TASK REQUIREMENTS
Set the entries below down again, please. Match them exactly.

Items from a dataset

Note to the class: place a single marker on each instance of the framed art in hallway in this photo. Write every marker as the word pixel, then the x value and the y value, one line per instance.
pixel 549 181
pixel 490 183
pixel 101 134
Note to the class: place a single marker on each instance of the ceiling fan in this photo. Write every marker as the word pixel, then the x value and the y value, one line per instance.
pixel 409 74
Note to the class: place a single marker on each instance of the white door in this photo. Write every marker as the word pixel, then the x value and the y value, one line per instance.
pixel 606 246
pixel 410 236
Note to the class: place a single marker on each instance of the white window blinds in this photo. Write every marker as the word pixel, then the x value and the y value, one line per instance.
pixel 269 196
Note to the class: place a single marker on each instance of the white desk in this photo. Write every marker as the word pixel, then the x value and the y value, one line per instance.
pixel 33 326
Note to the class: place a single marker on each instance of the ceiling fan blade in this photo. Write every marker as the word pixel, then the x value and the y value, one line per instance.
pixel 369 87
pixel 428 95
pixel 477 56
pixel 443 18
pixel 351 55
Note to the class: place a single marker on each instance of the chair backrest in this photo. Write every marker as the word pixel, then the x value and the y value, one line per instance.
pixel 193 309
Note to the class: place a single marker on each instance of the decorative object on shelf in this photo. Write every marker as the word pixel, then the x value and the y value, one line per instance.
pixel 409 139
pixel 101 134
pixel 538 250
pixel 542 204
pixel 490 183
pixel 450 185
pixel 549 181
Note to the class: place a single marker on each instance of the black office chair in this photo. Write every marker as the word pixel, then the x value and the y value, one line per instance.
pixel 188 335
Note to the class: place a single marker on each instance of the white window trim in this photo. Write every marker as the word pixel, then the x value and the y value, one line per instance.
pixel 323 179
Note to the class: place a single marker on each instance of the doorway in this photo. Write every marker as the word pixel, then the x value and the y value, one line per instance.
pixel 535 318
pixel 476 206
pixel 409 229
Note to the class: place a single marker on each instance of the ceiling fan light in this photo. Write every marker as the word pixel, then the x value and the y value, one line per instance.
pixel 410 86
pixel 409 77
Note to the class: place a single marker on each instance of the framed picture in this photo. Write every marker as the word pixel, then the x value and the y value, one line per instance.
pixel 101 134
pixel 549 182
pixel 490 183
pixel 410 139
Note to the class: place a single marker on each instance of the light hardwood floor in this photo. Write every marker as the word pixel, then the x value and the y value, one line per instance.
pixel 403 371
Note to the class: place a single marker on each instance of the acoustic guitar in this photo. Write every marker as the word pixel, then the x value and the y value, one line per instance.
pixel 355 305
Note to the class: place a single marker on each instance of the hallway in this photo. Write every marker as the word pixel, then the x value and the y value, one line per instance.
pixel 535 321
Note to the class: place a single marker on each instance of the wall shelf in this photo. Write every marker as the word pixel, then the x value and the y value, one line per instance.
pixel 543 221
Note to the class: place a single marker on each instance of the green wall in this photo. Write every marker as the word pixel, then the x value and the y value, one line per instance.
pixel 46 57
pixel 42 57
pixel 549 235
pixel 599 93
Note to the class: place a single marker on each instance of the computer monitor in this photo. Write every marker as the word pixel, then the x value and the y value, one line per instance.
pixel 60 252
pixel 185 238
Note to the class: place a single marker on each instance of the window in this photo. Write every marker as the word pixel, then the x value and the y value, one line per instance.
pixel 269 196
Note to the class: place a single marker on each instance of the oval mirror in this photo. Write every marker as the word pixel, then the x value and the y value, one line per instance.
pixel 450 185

EXERCISE OUTPUT
Note to the class: place a single marker on each instance of the framed art in hallway in this photo. Write every marker as the word pixel, then the x value and the y value, one line per instance.
pixel 549 181
pixel 490 183
pixel 101 134
Note to the class: place a single marker on each instance of the ceiling fan in this photo. Write every marker as the word pixel, then the x value and the y value, one line per instance.
pixel 409 74
Note to the class: place a single marker on each instance of the white door in this photo. Write every marker as the word pixel, then the x value and the y value, one line per instance.
pixel 606 246
pixel 410 236
Note to the class: place a single marker on each instance of the white window blinds in this photo. Write every marker as the word pixel, then the x value and the y value, one line per instance.
pixel 269 196
Note to the class: place a single marker on each instance of the white desk in this photo. Write every marker as the word pixel, then the x value and the y value, one line per instance.
pixel 33 326
Note to the class: place a single marker on each instance of the ceiling fan blade in this photo. Write every marker as the word pixel, then the x value and the y value, one line per instance.
pixel 369 87
pixel 428 95
pixel 477 56
pixel 443 18
pixel 351 55
Note to the class: place a single marker on each instance of the chair backrest in this photo. Write every marker as the word pixel, then the x value and the y value, one line per instance.
pixel 193 309
Note to the class: place a single marker on each instance of the decorative object on shelf in this photo. Write every marker as the word pixel, then the x value and the y value, one line per instance.
pixel 409 139
pixel 101 134
pixel 538 250
pixel 542 204
pixel 490 183
pixel 450 185
pixel 549 181
Note to the class: place a single marker on each instance of the black office chair in this photo. Write every marker as the word pixel, then the x value and the y value, one line per instance.
pixel 188 335
Note to the class: place a single marker on each instance of the white window trim in this photo. Write every marker as the word pixel, then the x value and the y value, one line per instance.
pixel 323 179
Note to the class: place a single marker on each instance of the doorway in this photo. Write every marker as the word pixel, then the x value and the y value, one line per instance.
pixel 535 318
pixel 476 206
pixel 409 229
Note to the class: place a single marker on each instance of the ceiling fan light in this photo. Write every marker as the word pixel, then the x value and the y value, one line per instance.
pixel 410 86
pixel 409 77
Note to the class: place a single marker on each instance of the framed picture in this photo. Write every marker as the word pixel, then the x value and the y value, one line per instance.
pixel 101 134
pixel 549 182
pixel 490 183
pixel 410 139
Note to the class: place a single marker on each instance of the light hardwood floor in this photo. Write every marker as the word pixel, then the x value and the y value, one line per instance.
pixel 403 371
Note to the class: place a single marker on each instance of the acoustic guitar in this photo. Write every marker as the word pixel, then the x value and the y value, one line per instance.
pixel 355 305
Note to the class: place a single marker on each instance of the hallway in this photo. Write every marker as the word pixel, then the x value and the y value, one line per instance.
pixel 535 321
Note to the class: place a single marker on each instance of the wall shelf in this photo. Write every marker as the word pixel, then the x value and the y value, one line per instance.
pixel 543 221
Note to the class: place a single marker on each instance of the green wall in this photo. Write every marker as the word pixel, then the x value and the y value, one line per instance.
pixel 46 57
pixel 42 57
pixel 549 235
pixel 599 93
Note to the class: place a single marker on each instance of the computer monitor in this photo. Write every marker as the word pixel, then the x value and the y value, one line per instance.
pixel 60 252
pixel 185 238
Note to the class: place a single marker on each instance of the window in this photo. Write every marker as the word pixel, then the x value and the y value, one line per instance.
pixel 269 196
Note to the class: place a single marker on each instance of the oval mirror in this photo. Write every marker as the word pixel, then the x value and the y value, one line per instance.
pixel 450 185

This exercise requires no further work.